Please count the lines in the entries below that include the word "long", and give only the number.
Segment Start: Data supplied
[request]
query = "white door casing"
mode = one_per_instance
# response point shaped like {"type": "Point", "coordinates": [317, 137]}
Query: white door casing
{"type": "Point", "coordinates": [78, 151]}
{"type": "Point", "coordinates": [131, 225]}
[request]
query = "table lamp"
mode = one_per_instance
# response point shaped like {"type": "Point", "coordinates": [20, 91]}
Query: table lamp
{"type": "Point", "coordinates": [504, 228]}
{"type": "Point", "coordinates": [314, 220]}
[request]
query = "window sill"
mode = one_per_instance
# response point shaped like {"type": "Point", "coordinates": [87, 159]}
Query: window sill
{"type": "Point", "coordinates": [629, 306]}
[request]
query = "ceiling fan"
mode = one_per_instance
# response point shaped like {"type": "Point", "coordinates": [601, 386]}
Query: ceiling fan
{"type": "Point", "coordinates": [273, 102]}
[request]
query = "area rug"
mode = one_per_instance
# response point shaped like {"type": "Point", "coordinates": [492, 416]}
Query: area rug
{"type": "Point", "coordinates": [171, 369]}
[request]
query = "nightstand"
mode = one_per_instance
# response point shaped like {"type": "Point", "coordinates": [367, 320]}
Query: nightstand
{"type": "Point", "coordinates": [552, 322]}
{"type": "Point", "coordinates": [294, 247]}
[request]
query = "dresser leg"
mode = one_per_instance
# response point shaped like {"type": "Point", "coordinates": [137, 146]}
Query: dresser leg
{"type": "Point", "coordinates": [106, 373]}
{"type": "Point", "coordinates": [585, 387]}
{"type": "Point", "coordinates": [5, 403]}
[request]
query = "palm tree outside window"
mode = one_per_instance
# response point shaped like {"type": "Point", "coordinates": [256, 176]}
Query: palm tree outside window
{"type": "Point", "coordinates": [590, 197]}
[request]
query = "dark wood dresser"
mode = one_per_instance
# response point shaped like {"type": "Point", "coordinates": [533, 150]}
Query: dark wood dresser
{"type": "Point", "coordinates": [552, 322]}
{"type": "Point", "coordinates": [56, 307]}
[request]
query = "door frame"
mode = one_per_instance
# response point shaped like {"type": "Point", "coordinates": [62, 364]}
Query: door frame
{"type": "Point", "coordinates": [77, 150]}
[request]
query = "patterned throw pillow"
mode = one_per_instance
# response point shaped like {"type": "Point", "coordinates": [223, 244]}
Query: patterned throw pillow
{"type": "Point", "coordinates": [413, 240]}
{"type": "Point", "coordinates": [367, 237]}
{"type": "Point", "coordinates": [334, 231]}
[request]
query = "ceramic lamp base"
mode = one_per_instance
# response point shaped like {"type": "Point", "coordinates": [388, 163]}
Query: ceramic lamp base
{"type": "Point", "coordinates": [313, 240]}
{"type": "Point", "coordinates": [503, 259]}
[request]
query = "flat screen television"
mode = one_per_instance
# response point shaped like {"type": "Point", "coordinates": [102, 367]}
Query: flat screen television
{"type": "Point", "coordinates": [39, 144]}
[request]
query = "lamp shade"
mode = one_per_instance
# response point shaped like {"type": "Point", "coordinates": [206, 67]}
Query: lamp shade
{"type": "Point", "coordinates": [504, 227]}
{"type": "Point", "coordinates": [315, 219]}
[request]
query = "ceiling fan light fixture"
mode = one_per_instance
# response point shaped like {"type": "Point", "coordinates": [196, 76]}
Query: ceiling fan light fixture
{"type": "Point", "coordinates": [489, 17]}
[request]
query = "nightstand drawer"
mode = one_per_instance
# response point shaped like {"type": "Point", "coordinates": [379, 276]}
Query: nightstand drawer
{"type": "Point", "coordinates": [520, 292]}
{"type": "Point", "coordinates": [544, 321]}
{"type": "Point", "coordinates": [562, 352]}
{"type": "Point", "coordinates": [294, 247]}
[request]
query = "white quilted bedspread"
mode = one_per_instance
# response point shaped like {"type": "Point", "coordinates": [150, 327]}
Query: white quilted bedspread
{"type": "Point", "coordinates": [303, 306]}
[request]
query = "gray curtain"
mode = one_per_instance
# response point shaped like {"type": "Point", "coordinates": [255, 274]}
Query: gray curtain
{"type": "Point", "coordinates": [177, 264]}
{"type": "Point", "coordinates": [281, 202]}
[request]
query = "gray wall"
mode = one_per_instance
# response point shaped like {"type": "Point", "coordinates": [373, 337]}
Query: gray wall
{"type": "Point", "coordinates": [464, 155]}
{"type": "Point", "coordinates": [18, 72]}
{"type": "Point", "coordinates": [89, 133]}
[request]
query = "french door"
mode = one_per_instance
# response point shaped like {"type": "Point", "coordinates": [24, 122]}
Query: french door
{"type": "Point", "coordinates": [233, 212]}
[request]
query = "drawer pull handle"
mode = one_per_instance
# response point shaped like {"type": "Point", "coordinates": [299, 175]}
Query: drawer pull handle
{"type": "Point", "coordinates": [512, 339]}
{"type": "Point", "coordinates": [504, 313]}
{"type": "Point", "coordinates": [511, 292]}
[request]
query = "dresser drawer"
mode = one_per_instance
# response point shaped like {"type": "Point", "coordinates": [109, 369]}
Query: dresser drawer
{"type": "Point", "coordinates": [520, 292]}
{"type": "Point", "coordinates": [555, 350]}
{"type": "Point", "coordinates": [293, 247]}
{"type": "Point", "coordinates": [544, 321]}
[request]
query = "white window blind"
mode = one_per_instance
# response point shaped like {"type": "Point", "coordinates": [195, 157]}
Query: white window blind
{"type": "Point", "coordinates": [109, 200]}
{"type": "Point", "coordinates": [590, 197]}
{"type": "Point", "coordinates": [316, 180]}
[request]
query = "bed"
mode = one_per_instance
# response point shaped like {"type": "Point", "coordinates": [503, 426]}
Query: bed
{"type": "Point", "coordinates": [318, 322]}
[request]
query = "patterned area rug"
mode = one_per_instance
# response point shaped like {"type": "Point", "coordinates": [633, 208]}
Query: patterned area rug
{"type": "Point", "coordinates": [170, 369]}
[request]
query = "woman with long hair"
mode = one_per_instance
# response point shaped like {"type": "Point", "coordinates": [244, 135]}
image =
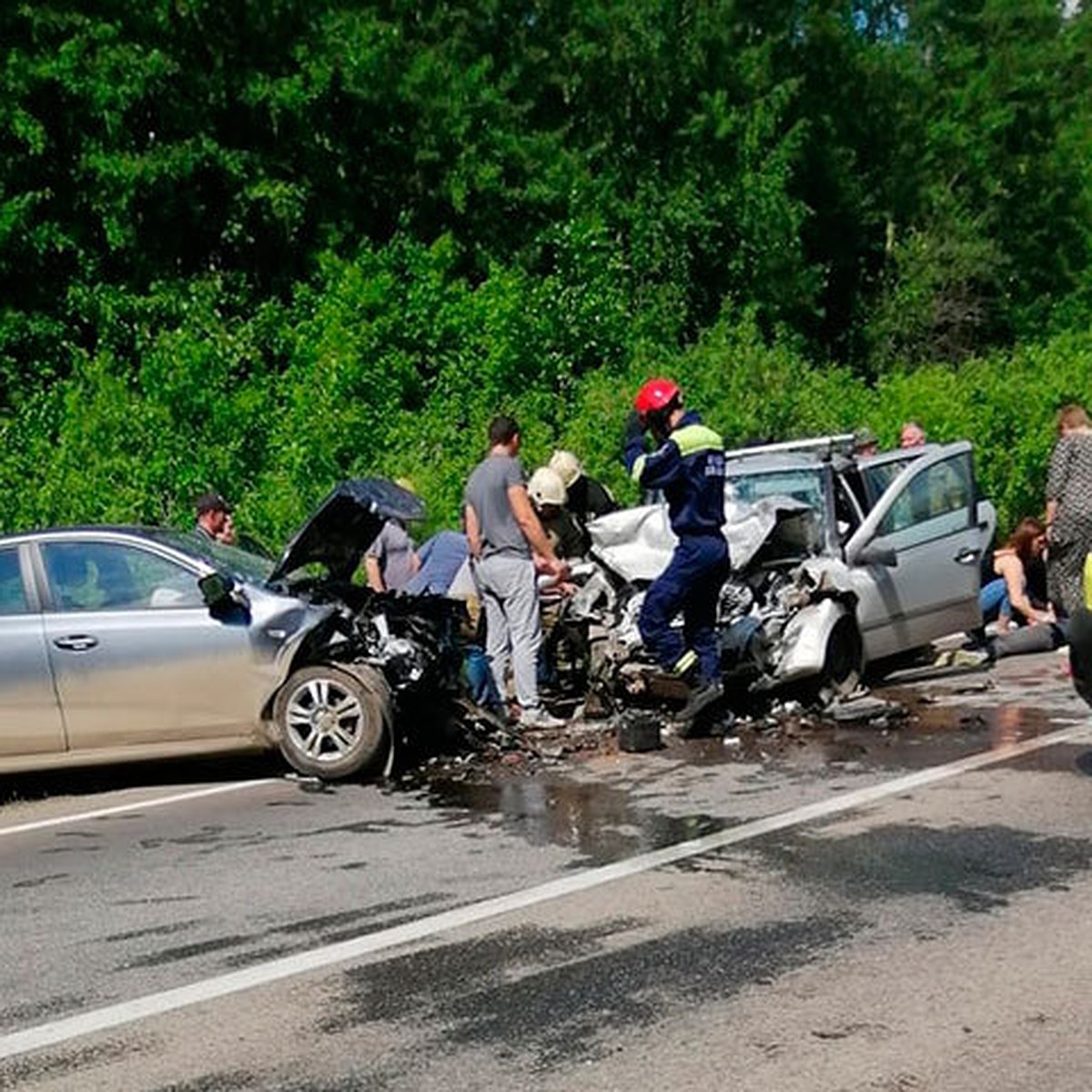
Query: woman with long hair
Segment End: Data supplied
:: Written response ::
2